Reproduce every line of the listing below without changing a single character.

<<<<

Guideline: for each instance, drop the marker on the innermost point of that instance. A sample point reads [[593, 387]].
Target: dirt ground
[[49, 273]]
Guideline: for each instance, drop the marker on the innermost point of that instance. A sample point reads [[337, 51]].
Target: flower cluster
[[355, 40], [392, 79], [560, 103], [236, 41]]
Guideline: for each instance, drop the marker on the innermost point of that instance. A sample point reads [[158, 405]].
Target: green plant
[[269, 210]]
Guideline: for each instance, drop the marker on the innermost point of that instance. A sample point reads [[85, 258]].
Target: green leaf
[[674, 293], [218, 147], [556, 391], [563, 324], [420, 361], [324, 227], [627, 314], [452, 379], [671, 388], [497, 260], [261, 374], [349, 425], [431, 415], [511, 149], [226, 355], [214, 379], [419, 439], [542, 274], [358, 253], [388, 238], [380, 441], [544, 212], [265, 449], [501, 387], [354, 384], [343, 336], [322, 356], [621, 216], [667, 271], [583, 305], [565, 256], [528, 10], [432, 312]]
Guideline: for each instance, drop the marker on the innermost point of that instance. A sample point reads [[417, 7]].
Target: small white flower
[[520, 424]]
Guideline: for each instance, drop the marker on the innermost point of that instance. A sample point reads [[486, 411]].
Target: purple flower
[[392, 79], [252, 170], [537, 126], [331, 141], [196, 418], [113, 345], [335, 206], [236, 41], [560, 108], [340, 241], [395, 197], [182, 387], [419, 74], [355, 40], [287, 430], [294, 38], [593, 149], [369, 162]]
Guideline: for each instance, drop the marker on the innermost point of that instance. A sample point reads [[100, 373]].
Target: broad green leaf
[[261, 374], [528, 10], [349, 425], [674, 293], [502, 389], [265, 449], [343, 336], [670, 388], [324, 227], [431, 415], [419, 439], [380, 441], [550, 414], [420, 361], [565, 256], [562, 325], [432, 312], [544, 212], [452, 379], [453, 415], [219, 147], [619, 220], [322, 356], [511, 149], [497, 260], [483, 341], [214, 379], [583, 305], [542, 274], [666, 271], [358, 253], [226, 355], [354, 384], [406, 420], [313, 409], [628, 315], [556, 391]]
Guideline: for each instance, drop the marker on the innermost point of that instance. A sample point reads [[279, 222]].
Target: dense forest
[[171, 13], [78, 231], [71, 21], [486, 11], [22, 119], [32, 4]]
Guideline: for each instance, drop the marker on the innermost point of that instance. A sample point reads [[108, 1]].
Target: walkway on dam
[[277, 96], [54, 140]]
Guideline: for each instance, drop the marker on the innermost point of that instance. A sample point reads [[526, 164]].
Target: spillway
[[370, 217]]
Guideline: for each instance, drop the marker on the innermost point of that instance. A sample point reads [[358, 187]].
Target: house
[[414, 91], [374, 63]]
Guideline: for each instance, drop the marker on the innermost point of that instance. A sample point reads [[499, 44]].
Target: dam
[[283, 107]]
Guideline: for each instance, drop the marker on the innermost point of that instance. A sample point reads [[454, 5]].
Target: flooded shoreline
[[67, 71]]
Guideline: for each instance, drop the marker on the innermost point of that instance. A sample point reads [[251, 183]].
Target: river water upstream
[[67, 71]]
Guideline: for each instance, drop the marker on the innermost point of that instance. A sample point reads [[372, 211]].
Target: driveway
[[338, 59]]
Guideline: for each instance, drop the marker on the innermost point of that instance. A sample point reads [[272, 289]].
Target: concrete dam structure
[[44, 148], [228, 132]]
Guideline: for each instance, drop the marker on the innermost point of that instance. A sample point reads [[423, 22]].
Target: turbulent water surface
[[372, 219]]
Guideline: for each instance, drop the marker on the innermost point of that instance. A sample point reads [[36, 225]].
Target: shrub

>>>>

*Result of the exercise:*
Guideline: for each instance, drop the marker on the innermost point of that instance. A sample point reads [[593, 387]].
Target: dirt ground
[[49, 273]]
Guideline: for each instance, drop the marker on the innermost point of that instance. A sample point reads [[337, 51]].
Target: flower cluster
[[355, 40], [392, 79], [560, 103], [236, 41]]
Guideline: for each instance, drop the marker on the innermost point of that instance. A sample point reads [[158, 405]].
Target: green plant
[[269, 210]]
Guideline: for each instance, drop the marker on the innermost point of that instance. A sample point reads [[85, 258]].
Target: green leaf
[[674, 293], [218, 147], [556, 391], [563, 324], [420, 361], [324, 227], [627, 314], [452, 379], [671, 388], [497, 260], [261, 374], [349, 425], [431, 415], [511, 149], [226, 355], [214, 379], [419, 439], [542, 274], [358, 253], [388, 238], [380, 441], [544, 212], [265, 449], [501, 387], [354, 384], [343, 336], [322, 356], [621, 216], [667, 271], [583, 305], [565, 256], [528, 10], [432, 312]]
Guideline: for each instance, drop the marker on the innermost point of that instance. A sample point reads [[417, 7]].
Target: small white flower
[[520, 424]]
Guideline: for each instance, drop the marker on the innermost point of that instance. A sample point reads [[486, 411]].
Target: purple flower
[[392, 79], [252, 170], [537, 126], [331, 141], [196, 418], [113, 345], [335, 206], [236, 41], [560, 108], [340, 241], [395, 197], [182, 387], [419, 74], [355, 40], [287, 430], [294, 38], [593, 149], [369, 162]]
Guideline: for each instance, drop the marker on the innermost point of that instance. A sample point reads [[100, 373]].
Target: broad green leaf
[[261, 374], [528, 10], [349, 425], [674, 293], [502, 389], [265, 449], [343, 336], [670, 388], [324, 227], [431, 415], [419, 439], [380, 441], [550, 414], [420, 361], [565, 256], [562, 325], [432, 312], [544, 212], [452, 379], [453, 415], [219, 147], [619, 220], [322, 356], [511, 149], [497, 260], [483, 341], [214, 379], [583, 305], [542, 274], [666, 271], [358, 253], [226, 355], [354, 384], [406, 420], [313, 409], [628, 315], [556, 391]]
Guideline: for each instance, drop the marker on the innermost point of that instance. A sample point reads [[279, 222]].
Target: dense forest
[[171, 13], [78, 231], [71, 21], [486, 11], [22, 119], [32, 4]]
Guideline: for each instance, drop the marker on the innermost point of that instance. A sample point reads [[108, 1]].
Target: walkway on dam
[[277, 96], [54, 140]]
Guideline: for each instance, drop the marker on the innermost point of that instance. A sample point reads [[526, 164]].
Target: spillway
[[370, 217]]
Guideline: for each instance, drop the marker on the innermost point of that instance. A sample point reads [[358, 187]].
Target: house
[[414, 91], [374, 63]]
Guideline: for each instance, drop the marker on the innermost point of that instance. A sample point reads [[499, 44]].
Target: dam
[[283, 107]]
Guideline: for each instance, drop the marker on the innermost point of that instance. A sample point reads [[454, 5]].
Target: flooded shoreline
[[67, 71]]
Guideline: for each instance, drop the marker on the innermost point of that instance. A sample point reads [[251, 183]].
Target: river water upstream
[[67, 71]]
Guideline: for each instance, drop the marker on the innermost point of that instance. A sample point reads [[372, 211]].
Target: driveway
[[338, 59]]
Guideline: for each instance, drop the marker on the innermost point of that instance. A sample point reads [[272, 289]].
Target: concrete dam structure
[[44, 148], [228, 132]]
Guideline: for each instance, drop the marker on the innermost point of that instance. A sample point reads [[423, 22]].
Target: turbulent water surface
[[372, 219]]
Guideline: for each instance, drop the marker on the innermost point of that instance. A sample point reads [[36, 225]].
Target: shrub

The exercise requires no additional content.